> [Task details]:
Select and copy out every line in the records containing "sweater".

*** Opening of Data under study ***

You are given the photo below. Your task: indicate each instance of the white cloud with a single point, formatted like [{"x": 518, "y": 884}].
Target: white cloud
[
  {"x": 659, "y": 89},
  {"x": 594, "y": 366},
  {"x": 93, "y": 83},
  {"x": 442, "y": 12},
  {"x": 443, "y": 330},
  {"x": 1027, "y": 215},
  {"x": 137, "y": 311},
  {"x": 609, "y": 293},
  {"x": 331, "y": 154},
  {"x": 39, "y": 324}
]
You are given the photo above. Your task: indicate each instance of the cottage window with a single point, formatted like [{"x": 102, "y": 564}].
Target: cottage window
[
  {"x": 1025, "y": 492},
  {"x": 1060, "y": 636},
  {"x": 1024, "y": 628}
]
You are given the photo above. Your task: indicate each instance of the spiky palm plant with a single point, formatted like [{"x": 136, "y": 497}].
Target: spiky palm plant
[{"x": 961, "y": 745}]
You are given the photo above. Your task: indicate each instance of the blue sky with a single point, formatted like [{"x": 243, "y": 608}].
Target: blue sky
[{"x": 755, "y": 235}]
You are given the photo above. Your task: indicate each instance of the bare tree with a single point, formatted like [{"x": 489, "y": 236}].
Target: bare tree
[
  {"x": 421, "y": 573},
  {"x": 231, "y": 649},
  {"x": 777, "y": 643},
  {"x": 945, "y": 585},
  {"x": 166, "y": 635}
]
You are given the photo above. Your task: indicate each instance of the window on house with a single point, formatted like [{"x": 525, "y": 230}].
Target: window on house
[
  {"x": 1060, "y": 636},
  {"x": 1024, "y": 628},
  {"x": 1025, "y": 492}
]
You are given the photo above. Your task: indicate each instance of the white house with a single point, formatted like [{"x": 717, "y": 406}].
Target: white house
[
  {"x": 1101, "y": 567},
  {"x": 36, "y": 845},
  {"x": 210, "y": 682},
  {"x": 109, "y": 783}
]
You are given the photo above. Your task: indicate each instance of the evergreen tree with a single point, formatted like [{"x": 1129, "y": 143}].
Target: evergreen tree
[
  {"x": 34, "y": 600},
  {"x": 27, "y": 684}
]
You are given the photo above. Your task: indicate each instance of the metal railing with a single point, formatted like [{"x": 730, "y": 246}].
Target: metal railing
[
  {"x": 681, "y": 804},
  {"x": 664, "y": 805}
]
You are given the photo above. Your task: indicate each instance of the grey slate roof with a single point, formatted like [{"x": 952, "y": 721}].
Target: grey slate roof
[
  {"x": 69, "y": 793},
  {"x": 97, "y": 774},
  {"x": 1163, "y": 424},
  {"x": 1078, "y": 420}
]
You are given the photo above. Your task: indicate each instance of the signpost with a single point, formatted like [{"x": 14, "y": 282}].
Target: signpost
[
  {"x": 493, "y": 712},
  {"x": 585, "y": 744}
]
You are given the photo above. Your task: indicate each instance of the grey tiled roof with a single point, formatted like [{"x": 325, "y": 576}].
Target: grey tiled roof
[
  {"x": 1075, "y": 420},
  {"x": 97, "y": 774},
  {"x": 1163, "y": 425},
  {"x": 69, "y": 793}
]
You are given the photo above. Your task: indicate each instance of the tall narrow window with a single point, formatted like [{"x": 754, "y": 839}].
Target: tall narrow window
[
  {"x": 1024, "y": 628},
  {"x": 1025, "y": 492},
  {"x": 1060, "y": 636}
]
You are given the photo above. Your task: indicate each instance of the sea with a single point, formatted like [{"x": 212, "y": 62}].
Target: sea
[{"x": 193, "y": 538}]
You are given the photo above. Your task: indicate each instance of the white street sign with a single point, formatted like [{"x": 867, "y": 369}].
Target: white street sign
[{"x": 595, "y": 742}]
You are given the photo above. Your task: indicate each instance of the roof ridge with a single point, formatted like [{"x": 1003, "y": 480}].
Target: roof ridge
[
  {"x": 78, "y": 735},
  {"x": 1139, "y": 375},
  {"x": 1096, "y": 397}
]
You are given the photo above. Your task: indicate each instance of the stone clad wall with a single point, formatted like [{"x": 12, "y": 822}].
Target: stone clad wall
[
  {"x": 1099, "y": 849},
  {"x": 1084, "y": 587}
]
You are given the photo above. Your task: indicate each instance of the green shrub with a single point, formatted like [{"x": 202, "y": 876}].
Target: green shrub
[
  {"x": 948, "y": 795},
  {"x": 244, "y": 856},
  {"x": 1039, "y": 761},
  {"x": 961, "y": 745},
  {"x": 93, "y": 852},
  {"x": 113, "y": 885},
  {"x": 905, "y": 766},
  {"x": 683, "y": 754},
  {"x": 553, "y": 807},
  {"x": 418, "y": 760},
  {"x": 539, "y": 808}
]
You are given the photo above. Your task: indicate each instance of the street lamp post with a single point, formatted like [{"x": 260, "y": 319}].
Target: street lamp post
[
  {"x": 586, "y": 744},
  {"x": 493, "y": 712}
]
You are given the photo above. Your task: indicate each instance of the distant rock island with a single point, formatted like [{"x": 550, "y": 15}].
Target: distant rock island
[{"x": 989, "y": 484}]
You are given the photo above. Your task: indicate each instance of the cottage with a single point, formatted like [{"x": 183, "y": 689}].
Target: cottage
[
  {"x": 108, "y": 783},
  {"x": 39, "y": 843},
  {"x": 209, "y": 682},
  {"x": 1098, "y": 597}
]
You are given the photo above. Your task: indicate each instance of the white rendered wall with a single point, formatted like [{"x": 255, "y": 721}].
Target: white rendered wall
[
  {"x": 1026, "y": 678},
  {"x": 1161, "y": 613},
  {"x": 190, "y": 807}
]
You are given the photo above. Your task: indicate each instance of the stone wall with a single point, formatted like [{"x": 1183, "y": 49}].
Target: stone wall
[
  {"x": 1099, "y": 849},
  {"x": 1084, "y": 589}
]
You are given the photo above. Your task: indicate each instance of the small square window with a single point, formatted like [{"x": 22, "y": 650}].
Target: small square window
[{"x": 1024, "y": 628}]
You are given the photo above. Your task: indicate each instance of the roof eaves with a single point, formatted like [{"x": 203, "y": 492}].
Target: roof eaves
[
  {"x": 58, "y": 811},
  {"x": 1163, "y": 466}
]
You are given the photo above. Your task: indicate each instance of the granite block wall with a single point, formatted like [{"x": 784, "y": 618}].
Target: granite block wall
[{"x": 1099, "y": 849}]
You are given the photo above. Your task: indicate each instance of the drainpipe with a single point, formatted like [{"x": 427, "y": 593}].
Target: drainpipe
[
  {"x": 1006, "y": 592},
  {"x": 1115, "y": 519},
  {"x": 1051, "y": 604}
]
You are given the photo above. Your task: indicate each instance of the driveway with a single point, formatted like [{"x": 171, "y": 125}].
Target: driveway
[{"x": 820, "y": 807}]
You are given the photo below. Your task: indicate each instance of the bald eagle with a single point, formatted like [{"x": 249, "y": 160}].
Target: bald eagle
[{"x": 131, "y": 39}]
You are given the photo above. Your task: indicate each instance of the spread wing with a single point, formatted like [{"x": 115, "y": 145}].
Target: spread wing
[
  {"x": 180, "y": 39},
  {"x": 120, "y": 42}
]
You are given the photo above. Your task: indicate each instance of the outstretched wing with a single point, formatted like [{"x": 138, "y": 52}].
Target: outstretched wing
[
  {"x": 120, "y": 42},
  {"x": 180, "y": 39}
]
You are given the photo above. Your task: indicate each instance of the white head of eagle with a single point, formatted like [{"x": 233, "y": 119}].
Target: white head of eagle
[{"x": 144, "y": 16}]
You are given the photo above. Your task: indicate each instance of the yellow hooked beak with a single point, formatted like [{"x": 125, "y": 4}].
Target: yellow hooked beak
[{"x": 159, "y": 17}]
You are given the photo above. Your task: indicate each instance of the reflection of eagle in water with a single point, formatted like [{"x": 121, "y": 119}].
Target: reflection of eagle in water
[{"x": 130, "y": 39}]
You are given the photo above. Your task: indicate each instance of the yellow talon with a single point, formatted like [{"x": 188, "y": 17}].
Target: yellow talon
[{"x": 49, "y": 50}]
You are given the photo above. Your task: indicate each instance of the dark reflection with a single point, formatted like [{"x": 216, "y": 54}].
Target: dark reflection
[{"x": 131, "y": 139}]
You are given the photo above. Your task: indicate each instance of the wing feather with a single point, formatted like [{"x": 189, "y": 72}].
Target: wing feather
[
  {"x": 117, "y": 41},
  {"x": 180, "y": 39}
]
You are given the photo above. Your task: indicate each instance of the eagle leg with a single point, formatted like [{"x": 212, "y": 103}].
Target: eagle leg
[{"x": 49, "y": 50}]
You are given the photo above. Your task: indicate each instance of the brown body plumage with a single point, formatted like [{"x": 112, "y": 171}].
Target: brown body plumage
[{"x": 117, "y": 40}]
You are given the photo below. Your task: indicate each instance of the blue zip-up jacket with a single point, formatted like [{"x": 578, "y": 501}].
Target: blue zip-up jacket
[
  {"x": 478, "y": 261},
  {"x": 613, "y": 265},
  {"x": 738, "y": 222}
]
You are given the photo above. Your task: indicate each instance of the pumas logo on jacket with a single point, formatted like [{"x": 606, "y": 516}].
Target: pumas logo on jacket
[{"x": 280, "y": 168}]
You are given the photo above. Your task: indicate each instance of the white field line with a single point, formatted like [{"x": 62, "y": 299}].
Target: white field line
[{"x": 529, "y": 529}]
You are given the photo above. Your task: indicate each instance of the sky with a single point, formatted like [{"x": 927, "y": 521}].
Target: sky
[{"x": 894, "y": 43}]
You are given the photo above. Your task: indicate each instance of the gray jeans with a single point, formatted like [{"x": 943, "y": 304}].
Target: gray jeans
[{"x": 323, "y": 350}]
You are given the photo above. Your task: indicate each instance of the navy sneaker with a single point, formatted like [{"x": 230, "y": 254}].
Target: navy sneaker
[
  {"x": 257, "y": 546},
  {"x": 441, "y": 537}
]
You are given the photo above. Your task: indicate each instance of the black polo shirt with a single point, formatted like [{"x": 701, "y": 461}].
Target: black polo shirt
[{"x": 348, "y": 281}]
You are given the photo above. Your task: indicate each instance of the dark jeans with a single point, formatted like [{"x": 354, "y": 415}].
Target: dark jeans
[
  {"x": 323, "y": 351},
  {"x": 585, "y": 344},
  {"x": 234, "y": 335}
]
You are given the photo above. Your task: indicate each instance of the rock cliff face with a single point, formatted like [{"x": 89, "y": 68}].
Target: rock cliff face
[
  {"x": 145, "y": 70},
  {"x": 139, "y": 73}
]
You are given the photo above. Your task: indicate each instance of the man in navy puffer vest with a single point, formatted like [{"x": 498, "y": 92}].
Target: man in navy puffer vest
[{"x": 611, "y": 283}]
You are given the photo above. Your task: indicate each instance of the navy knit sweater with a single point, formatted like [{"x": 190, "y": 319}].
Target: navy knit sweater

*** Close of Data under study ***

> [Response area]:
You are given the photo above. Your task: indicate each instance of the navy knit sweater with a single point, formatted like [{"x": 190, "y": 319}].
Target: navy knit sweater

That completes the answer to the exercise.